::: Textauszug

Mir kommt es immer wieder so vor, als ob manchmal etwas nicht mit rechten Dingen zugeht.

Ist es möglich, dass beim Online-Poker die Gegner Spyware haben, sodass sie die Karten der Gegner sehen können oder im voraus schon wissen, welche Karten auf dem Board kommen? Oder kann es sein, dass ein Pokerraum eigene Spieler hat, die er gewinnen lässt?


Über Antworten würde ich mir sehr freuen!

mfGauß


----------



## Hippo (21 September 2016)

Also ohne jetzt genauen Einblick zu haben - aber die langjährige Erfahrung hier im CB flüstert mir daß es mit Sicherheit auch im Netz seriöse Kasinos und dunkle Hinterzimmer gibt.
Nur klingende Namen und Klickibunti-Seiten haben sie alle, sind also nicht wie die früheren Hinterzimmer am Wirt mit der Klappe in der Tür erkennbar.
Allerdings wie man das von außen im Netz erkennen könnte - da muß ich gestehen habe ich keine Ahnung.


----------



## Goblin (26 September 2016)

Die wollen alle nur euer Bestes! Eure Kohle


----------

::::::
::: Bereitgestellte Daten

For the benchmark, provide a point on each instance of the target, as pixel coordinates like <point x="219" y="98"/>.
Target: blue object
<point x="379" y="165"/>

::::::

__Aufgabenstellung__. Was haben laut Hippo im Textauszug seriöse Kasinos und dunkle Hinterzimmer im Netz gemeinsam? Stützen Sie sich ausschließlich auf den Textauszug.

__Lösung__. Sie alle haben klingende Namen und Klickibunti-Seiten.